═══ Excerpt to read ═══

I agree with the general direction of your sentiments, but it is technically true that more than zero services exist, thus "services exist" is a true statement - pretty clever eh? Imagine if the whole world ran on tricks like this!
It seems obvious to me that society should prioritize the future generations. Kids should be able to use libraries and parks, especially those from poorer neighborhoods. Families should be able to take their kids out for walks and not have to worry about dodging needles and other biohazards on the ground. There are always tradeoffs, but if some group in society has to make sacrifices it shouldn't be the kids.
The issue in front of the SCOTUS is “Whether the enforcement of generally applicable laws regulating camping on public property constitutes “cruel and unusual punishment” prohibited by the Eighth Amendment.”
I can not afford a place in Manhattan. In order for me to have a home, I had to be willing to live far away from there and do what I can to develop my marketable skills to hold a good job. Now, I am not at all suggesting that currently homeless folks have the same talents and opportunities as myself and have to pull themselves up by the bootstraps. Yet, they also have to be willing to move to an affordable area, address their mental health and substance abuse problems and contribute as much as they can to their own upkeep - maybe do some basic agricultural work like pulling out weeds, maybe help cook meals for themselves and others in the same situation from provided ingredients.
Nobody is getting me a place to stay in most expensive area of a big city just because I can't afford an apartment there. If my close friend or relative fell on hard times, I might be willing to help them a bit, but only if they take care of their problems and make an effort to partially support themselves to whatever degree they are able to. There is no way I am helping strangers more than my own family.
As for having nowhere to go, US is big and sparse enough to give people homesteads to live off the land if that's what they choose to do. And in fact, supporting oneself with fishing/hunting/gathering seems to be common in Alaska and I have no disagreement with people who support themselves this way, whatever you feel is your best option. But public spaces in big cities are there for specific public uses, not homesteading.
That's something that always smelled funny about dumping thousands of people into downtown San Francisco. Sure, the services are bountiful and the people running the city are willing to go further (maybe only performatively, one could argue) than just about any city on Earth to accommodate the homeless over the needs of the locals.
But then, say you recover from addiction or a mental health crisis, what are you going to do in SF of all places? There are no jobs for you. Sane, hard-working, non-addicted locals can barely afford to live there. Teachers, firefighters, and nurses already have to drive an hour from out of town to get to their jobs. Is there a senior ML engineer role waiting for you once you stop screaming your heart out in the middle of Market St?
What is the plan, short of relapsing right away? There are no jobs for you, there is not enough affordable housing, you're surrounded by thousands of addicts in the Mecca of unpoliced 24/7 drug markets. That's one hell of a recipe.

═══ Recorded data ═══

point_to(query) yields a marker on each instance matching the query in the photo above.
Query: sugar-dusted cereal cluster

═══

■ Short exercise
Answer these questions about the homelessness excerpt.
1. Which three jobs does the excerpt say already involve an hour's drive from out of town?
2. In which state does the excerpt say supporting oneself by fishing, hunting, and gathering seems common?
3. Which amendment is named in the issue before the SCOTUS?
The lines come from a separate source.

■ Task output
1. Teachers, firefighters, and nurses.
2. Alaska.
3. The Eighth Amendment.